À faire
A. D'après l'extrait ci-dessous, qu'est-ce qui tomba du ciel le jour où Lot sortit de Sodome ?
B. Recopiez mot pour mot le passage de l'extrait ci-dessous qui commence par « Billet original : Un » et se poursuit jusqu'à « l'homme est révélé. ».

Billet original : Un jour ...?
« Comme il arriva aux jours de Noé, de même il en sera aux jours du fils de l'homme : ils mangeaient, buvaient, ils se mariaient, elles étaient mariées... jusqu'au jour où Noé est entré dans l'arche. Et vint le cataclysme, et il les perdit tous. De même, comme il arriva aux jours de Lot : ils mangeaient, buvaient, achetaient, vendaient, plantaient, bâtissaient… Mais au jour où Lot est sorti de Sodome, il a plu feu et soufre du ciel, et il les perdit tous. Ce sera pareil au jour où le fils de l'homme est révélé.
« En ce jour-là : qui sera sur la terrasse, et ses affaires dans la maison, qu'il ne descende pas les prendre ! Et qui sera dans le champ, de même, qu'il ne revienne pas en arrière ! Souvenez-vous de la femme de Lot ! Qui cherchera à épargner sa vie la perdra. Et qui la perdra, la fera vivre ! Je vous dis : en cette nuit, ils seront deux sur un seul lit, l'un sera pris, et l'autre laissé ! Elles seront deux à moudre ensemble, l'une sera prise, et l'autre laissée ! »
Ils répondent et lui disent : « Où, Seigneur ? » Il leur dit : « Où est le corps, là les vautours se rassembleront. »

Données fournies

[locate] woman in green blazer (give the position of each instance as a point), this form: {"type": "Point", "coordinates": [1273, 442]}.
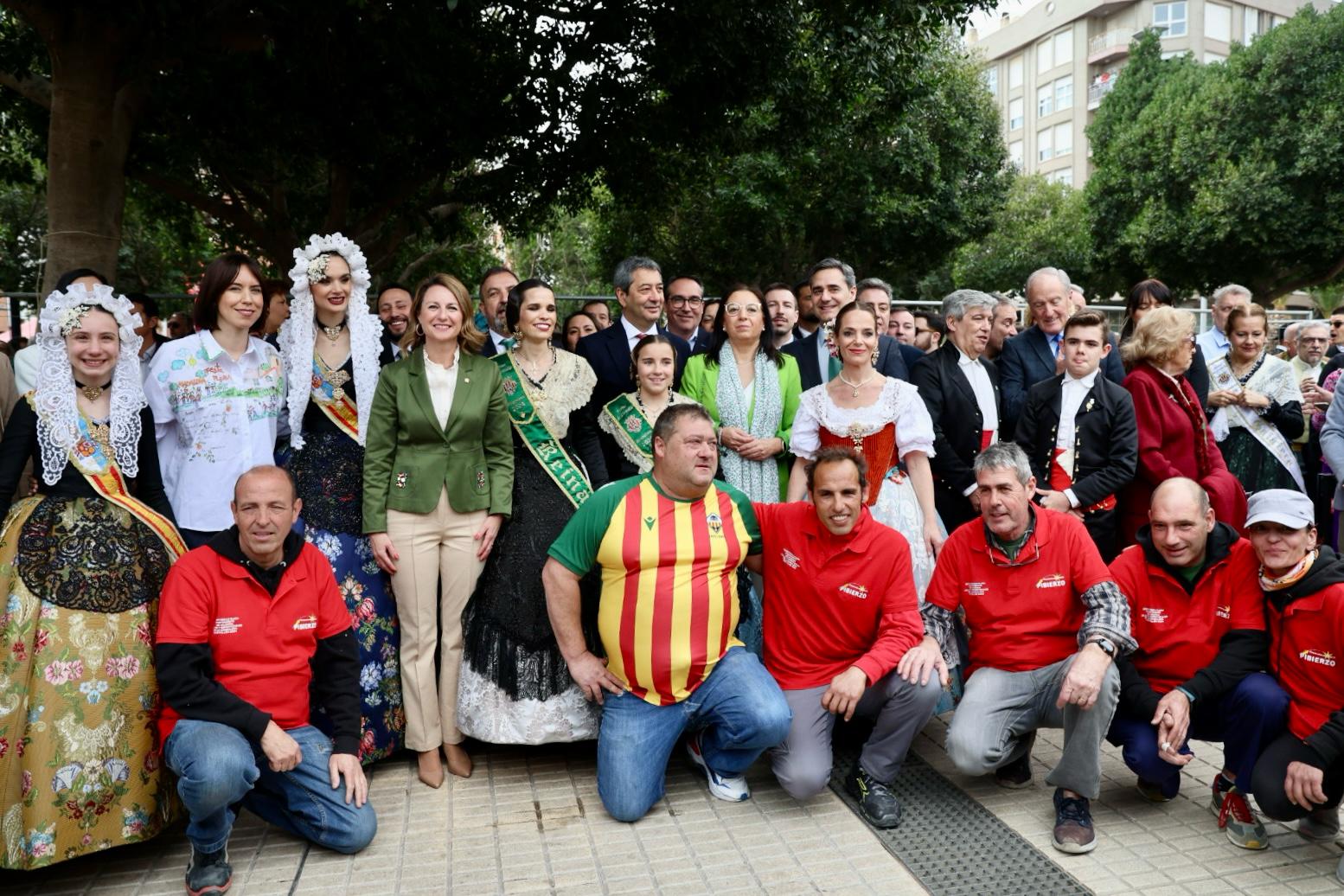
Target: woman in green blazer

Résultats par tâche
A. Du feu et du soufre.

B.
Billet original : Un jour ...?
« Comme il arriva aux jours de Noé, de même il en sera aux jours du fils de l'homme : ils mangeaient, buvaient, ils se mariaient, elles étaient mariées... jusqu'au jour où Noé est entré dans l'arche. Et vint le cataclysme, et il les perdit tous. De même, comme il arriva aux jours de Lot : ils mangeaient, buvaient, achetaient, vendaient, plantaient, bâtissaient… Mais au jour où Lot est sorti de Sodome, il a plu feu et soufre du ciel, et il les perdit tous. Ce sera pareil au jour où le fils de l'homme est révélé.